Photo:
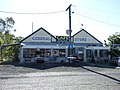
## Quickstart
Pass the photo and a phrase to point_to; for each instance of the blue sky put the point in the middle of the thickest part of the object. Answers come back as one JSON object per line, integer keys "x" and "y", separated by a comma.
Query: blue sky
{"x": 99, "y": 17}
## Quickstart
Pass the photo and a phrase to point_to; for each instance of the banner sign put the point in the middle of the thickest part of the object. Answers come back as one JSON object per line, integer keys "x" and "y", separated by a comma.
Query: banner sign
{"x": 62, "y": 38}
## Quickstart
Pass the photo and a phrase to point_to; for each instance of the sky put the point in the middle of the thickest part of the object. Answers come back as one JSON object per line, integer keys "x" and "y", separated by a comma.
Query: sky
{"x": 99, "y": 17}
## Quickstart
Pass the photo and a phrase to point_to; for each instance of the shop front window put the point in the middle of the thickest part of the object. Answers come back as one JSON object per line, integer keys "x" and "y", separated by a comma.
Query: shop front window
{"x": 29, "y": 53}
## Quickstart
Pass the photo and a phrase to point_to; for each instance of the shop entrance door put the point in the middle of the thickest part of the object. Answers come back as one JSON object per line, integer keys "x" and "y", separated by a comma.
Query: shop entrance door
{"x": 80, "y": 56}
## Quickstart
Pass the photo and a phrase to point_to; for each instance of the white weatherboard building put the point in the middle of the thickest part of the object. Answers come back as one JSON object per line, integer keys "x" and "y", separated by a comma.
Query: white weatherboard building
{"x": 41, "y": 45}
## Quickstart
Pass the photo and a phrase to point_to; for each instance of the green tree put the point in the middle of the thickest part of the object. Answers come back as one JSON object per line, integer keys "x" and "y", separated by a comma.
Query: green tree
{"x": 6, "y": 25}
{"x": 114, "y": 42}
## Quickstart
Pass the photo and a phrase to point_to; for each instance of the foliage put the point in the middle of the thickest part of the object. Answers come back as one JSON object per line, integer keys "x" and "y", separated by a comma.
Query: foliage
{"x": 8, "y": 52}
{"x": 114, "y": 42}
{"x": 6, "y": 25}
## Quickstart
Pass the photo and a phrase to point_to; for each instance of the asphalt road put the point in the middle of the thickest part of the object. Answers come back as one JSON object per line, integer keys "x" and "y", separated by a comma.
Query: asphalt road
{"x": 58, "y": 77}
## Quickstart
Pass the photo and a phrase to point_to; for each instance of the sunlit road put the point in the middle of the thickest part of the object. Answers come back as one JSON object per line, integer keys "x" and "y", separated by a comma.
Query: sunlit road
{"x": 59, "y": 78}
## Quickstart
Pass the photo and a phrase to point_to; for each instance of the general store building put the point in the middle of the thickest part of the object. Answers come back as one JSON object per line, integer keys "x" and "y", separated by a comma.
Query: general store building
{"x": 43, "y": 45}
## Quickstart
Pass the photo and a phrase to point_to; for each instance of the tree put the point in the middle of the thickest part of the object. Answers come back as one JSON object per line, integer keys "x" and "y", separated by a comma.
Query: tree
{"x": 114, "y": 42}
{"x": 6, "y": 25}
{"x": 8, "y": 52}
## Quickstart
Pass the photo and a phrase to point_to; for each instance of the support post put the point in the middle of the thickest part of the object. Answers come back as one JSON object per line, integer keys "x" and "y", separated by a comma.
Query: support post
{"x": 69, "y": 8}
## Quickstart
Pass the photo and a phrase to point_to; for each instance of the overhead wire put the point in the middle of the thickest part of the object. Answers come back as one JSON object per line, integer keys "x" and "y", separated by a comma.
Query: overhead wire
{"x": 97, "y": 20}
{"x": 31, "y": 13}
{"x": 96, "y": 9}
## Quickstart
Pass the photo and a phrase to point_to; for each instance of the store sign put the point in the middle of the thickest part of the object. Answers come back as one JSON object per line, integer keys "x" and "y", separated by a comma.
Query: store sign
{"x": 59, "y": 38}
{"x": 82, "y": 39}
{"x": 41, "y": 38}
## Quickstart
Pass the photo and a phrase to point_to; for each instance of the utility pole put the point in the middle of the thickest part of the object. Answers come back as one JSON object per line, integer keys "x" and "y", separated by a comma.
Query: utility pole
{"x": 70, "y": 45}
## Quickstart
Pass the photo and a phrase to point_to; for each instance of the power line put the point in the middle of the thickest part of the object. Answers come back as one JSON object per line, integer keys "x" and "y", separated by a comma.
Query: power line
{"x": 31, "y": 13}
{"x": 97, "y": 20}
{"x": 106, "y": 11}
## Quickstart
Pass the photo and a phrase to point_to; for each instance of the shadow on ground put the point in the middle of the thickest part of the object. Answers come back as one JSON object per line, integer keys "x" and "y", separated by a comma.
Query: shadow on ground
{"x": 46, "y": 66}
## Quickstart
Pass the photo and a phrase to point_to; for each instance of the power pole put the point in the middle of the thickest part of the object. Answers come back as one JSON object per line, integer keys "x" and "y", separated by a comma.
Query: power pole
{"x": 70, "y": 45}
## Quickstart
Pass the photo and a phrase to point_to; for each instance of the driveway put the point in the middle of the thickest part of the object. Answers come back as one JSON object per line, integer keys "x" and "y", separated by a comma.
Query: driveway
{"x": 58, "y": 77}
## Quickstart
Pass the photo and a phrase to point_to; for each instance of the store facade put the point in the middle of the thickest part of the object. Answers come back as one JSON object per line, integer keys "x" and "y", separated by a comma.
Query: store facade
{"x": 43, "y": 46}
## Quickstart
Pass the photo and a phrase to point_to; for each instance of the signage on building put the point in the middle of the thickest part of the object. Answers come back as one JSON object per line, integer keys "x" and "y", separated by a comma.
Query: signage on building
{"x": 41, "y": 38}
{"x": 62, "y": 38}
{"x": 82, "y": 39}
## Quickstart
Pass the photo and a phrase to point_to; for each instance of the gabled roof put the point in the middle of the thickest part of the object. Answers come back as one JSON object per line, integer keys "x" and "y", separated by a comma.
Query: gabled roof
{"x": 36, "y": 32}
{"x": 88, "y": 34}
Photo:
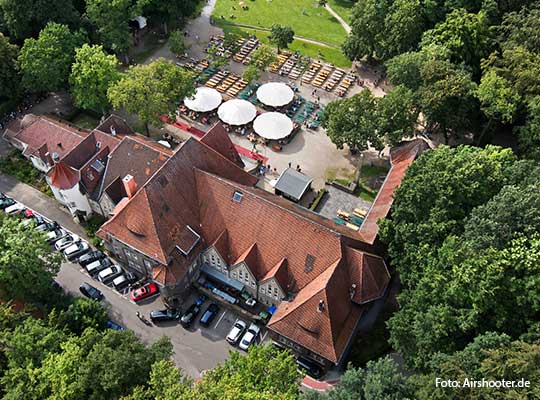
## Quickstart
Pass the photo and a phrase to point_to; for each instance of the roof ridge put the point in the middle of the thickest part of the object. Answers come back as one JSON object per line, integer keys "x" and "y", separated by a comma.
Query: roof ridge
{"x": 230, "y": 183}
########################################
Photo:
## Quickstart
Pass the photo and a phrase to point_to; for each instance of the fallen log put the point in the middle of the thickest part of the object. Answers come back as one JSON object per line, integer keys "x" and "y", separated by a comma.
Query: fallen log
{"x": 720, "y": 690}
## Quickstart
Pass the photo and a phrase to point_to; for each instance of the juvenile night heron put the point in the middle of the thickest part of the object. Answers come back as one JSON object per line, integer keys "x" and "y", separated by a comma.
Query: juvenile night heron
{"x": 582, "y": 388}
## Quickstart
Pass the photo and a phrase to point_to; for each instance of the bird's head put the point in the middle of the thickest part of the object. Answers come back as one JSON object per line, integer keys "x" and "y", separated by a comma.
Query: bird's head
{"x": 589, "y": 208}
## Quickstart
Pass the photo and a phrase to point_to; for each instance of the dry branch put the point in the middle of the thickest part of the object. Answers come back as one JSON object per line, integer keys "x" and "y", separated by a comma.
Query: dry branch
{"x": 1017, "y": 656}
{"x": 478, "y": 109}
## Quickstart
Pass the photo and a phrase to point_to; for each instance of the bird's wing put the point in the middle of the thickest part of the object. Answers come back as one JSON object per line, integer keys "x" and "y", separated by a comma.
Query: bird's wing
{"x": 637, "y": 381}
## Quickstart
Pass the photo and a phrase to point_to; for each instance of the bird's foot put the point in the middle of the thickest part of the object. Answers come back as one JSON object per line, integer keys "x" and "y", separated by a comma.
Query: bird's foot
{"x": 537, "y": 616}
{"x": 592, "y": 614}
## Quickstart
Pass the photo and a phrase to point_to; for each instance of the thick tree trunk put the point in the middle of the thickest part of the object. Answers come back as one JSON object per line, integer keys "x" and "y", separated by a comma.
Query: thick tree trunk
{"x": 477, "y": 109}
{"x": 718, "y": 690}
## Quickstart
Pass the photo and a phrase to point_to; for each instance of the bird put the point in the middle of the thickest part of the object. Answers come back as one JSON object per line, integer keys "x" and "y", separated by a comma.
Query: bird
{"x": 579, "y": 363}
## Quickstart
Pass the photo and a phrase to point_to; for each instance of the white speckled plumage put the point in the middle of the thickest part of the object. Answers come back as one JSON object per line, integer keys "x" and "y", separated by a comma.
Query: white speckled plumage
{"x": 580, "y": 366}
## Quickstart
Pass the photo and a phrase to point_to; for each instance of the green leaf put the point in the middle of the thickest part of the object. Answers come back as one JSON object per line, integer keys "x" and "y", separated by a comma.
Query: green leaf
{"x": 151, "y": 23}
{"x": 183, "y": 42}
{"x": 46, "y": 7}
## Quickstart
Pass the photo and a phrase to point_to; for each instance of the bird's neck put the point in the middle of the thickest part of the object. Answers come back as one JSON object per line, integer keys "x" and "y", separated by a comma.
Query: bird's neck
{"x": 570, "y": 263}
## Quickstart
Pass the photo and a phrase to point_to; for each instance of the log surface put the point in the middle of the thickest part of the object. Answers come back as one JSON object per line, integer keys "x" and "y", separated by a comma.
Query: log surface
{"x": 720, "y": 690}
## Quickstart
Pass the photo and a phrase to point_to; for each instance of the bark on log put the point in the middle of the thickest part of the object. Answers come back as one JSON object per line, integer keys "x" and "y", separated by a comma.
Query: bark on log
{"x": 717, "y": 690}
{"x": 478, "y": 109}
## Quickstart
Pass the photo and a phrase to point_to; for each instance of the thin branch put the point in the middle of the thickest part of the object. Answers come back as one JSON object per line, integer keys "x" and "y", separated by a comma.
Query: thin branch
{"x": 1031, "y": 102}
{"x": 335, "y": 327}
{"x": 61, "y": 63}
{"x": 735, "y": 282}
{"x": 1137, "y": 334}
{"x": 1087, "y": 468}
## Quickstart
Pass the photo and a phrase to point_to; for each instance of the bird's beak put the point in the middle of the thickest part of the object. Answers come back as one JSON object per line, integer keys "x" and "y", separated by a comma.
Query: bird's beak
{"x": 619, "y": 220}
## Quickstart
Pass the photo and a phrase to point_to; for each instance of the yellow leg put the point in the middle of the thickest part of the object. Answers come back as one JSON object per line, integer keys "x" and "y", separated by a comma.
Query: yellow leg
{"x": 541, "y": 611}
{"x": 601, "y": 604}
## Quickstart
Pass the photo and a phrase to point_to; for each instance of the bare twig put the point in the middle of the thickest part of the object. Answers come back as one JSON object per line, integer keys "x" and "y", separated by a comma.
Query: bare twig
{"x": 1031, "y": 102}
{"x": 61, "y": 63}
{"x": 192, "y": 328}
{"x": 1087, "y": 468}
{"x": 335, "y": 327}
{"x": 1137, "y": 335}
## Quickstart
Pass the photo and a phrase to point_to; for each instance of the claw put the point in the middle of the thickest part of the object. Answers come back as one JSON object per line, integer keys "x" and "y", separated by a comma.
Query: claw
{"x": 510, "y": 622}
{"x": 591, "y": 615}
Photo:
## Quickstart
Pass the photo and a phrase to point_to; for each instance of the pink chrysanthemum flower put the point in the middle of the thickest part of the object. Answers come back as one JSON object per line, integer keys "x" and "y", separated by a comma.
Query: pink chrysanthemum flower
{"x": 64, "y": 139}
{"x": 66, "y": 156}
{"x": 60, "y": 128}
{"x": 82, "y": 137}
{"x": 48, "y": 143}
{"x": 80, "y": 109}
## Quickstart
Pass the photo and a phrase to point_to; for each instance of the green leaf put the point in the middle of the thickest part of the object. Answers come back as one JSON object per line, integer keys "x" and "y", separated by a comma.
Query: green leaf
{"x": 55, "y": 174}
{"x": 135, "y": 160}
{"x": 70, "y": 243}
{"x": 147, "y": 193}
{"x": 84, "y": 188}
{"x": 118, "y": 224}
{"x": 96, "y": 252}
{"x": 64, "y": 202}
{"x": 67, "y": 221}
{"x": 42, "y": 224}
########################################
== WHAT TO PRODUCE ==
The required output is every line above from the one with "Query: bird's wing" down to the one with "the bird's foot", restated word for word, ends included.

== YOUR SOLUTION ==
Query: bird's wing
{"x": 637, "y": 381}
## Quickstart
Pass the photo and a phrase to point_to; for each instance of the bird's foot put the point in the middle of the thickest part of the object. Answers come back as one JSON object per line, integer keys "x" and "y", separated by a comma.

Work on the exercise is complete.